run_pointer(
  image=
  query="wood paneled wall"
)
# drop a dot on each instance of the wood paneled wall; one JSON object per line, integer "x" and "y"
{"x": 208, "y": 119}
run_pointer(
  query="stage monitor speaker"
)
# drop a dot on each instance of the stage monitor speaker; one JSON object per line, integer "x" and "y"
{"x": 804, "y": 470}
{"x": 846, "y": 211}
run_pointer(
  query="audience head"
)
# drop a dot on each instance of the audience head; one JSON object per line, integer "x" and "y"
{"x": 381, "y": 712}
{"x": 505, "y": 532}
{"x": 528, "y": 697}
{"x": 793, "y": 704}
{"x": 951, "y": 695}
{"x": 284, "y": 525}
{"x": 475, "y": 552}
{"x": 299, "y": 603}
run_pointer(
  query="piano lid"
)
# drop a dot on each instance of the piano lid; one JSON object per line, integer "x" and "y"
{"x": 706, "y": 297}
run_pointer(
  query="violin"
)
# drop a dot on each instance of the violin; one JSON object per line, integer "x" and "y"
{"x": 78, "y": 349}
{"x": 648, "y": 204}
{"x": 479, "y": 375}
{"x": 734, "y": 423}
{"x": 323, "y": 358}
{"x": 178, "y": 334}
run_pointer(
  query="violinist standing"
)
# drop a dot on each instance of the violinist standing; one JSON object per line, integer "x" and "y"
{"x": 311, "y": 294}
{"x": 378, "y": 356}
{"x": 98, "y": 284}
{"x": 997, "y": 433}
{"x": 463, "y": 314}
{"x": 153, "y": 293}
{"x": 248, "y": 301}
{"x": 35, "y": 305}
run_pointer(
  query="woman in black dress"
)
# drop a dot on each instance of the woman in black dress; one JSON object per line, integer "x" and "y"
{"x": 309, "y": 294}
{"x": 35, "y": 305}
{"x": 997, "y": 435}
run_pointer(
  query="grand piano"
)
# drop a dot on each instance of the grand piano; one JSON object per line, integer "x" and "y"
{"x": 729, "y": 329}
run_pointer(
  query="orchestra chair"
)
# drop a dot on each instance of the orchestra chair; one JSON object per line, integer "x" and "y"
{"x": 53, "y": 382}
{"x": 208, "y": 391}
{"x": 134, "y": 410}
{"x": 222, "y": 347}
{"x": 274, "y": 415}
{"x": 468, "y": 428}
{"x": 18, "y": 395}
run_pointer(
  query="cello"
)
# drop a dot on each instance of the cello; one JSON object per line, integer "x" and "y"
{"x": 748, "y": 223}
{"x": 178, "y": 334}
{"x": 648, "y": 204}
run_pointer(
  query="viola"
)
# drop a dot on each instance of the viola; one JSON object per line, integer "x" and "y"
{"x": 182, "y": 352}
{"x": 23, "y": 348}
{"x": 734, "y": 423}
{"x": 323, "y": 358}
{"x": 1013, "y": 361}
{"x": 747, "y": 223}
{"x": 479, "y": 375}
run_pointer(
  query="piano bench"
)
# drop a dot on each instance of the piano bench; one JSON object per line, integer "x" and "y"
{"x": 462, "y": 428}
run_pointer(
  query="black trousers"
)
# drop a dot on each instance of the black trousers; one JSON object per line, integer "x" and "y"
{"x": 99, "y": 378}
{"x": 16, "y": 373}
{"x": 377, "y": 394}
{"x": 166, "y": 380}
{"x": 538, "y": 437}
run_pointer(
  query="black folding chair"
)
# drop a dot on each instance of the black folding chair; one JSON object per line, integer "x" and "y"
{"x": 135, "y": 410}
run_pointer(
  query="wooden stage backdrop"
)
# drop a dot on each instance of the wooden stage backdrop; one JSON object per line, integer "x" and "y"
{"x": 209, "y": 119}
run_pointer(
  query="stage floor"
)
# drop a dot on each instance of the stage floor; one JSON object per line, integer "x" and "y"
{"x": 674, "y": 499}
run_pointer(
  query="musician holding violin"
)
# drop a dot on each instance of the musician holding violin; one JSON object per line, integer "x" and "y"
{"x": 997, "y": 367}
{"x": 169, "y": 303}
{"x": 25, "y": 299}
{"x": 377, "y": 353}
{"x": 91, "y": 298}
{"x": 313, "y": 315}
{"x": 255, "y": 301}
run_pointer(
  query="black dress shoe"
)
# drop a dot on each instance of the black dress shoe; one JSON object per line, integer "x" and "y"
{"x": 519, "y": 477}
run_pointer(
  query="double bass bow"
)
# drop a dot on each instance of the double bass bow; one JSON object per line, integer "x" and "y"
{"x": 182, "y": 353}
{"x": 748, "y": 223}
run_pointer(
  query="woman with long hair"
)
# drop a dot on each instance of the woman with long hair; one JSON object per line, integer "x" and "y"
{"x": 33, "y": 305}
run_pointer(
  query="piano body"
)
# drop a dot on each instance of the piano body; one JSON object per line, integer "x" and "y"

• _Prompt_
Repeat every record, exactly as written.

• _Full response_
run_pointer(
  image=
  query="wood paneled wall"
)
# drop a dot on each instance of the wood paneled wall; one JSON object per line, integer "x" and "y"
{"x": 208, "y": 119}
run_pointer(
  query="stage monitor speaker"
)
# drop a dot on each instance of the stage monitor speaker; one JSON object per line, integer "x" and "y"
{"x": 804, "y": 470}
{"x": 846, "y": 211}
run_pointer(
  query="audience head"
)
# drop a dot on each instance of the audience head; one JSON object per line, integer "x" and "y"
{"x": 381, "y": 712}
{"x": 505, "y": 532}
{"x": 528, "y": 697}
{"x": 793, "y": 704}
{"x": 951, "y": 695}
{"x": 284, "y": 525}
{"x": 475, "y": 552}
{"x": 299, "y": 603}
run_pointer(
  query="piano lid"
)
# drop a dot on each instance of the piano lid; one JSON object per line, integer "x" and "y"
{"x": 706, "y": 297}
run_pointer(
  query="violin"
)
# drop a dot on each instance of the violin; one JSON object per line, integer "x" and "y"
{"x": 78, "y": 349}
{"x": 648, "y": 204}
{"x": 479, "y": 375}
{"x": 734, "y": 423}
{"x": 323, "y": 358}
{"x": 178, "y": 334}
run_pointer(
  query="violinist standing"
)
# drop a dot on each instance of the violinist standing; one JSON object per line, integer "x" and "y"
{"x": 311, "y": 294}
{"x": 378, "y": 356}
{"x": 98, "y": 284}
{"x": 997, "y": 433}
{"x": 463, "y": 314}
{"x": 153, "y": 293}
{"x": 248, "y": 301}
{"x": 35, "y": 305}
run_pointer(
  query="woman in black dress"
)
# drop a dot on each instance of the woman in black dress; one JSON object per line, integer "x" and "y"
{"x": 309, "y": 294}
{"x": 35, "y": 305}
{"x": 997, "y": 435}
run_pointer(
  query="grand piano"
)
# drop a dot on each instance of the grand piano; one JSON object per line, integer "x" and "y"
{"x": 729, "y": 329}
run_pointer(
  query="orchestra chair"
)
# drop a dot on each instance of the orchestra chair; one JSON object per line, integer "x" and "y"
{"x": 53, "y": 382}
{"x": 208, "y": 391}
{"x": 134, "y": 410}
{"x": 222, "y": 347}
{"x": 274, "y": 415}
{"x": 468, "y": 428}
{"x": 18, "y": 395}
run_pointer(
  query="cello"
)
# drop a dot on each instance of the cello; one JSON object per line, integer "x" and "y"
{"x": 748, "y": 223}
{"x": 178, "y": 334}
{"x": 648, "y": 204}
run_pointer(
  query="viola"
)
# drop a dot on each instance of the viola; one JSON object per line, integer "x" and "y"
{"x": 182, "y": 352}
{"x": 23, "y": 348}
{"x": 734, "y": 423}
{"x": 323, "y": 358}
{"x": 1013, "y": 361}
{"x": 747, "y": 223}
{"x": 479, "y": 375}
run_pointer(
  query="piano bench"
)
# drop a dot on each instance of the piano bench; one JSON object per line, integer "x" and "y"
{"x": 462, "y": 428}
run_pointer(
  query="black trousers"
)
# drop a dot on each instance of the black trousers; one JSON object per line, integer "x" and "y"
{"x": 99, "y": 378}
{"x": 16, "y": 373}
{"x": 377, "y": 394}
{"x": 166, "y": 380}
{"x": 538, "y": 437}
run_pointer(
  query="black folding chair"
)
# drop a dot on each instance of the black folding chair; one JSON object per line, integer "x" and "y"
{"x": 135, "y": 410}
run_pointer(
  query="wooden stage backdrop"
)
# drop a dot on each instance of the wooden stage backdrop; one JSON object per line, integer "x" and "y"
{"x": 209, "y": 119}
run_pointer(
  query="stage floor"
)
# drop a dot on each instance of the stage floor; one JSON object per line, integer "x" and "y"
{"x": 674, "y": 499}
run_pointer(
  query="musician holding violin"
)
# drop a dot on each instance of the musician holding violin; one JSON object per line, integer "x" and "y"
{"x": 997, "y": 367}
{"x": 169, "y": 303}
{"x": 25, "y": 299}
{"x": 377, "y": 353}
{"x": 91, "y": 298}
{"x": 313, "y": 315}
{"x": 255, "y": 301}
run_pointer(
  query="black dress shoe"
)
# drop a dot on each instance of the black dress shoe; one JSON object per line, integer "x" and "y"
{"x": 519, "y": 477}
run_pointer(
  query="double bass bow"
)
# drop a dot on each instance of the double bass bow; one JSON object per line, integer "x" and "y"
{"x": 182, "y": 353}
{"x": 748, "y": 223}
run_pointer(
  query="woman with long hair"
)
# drop a dot on each instance of the woman with long hair; one JSON object per line, integer "x" and "y"
{"x": 33, "y": 305}
run_pointer(
  query="piano body"
)
# drop a dot on each instance of the piano body; one JSON object per line, integer "x" and "y"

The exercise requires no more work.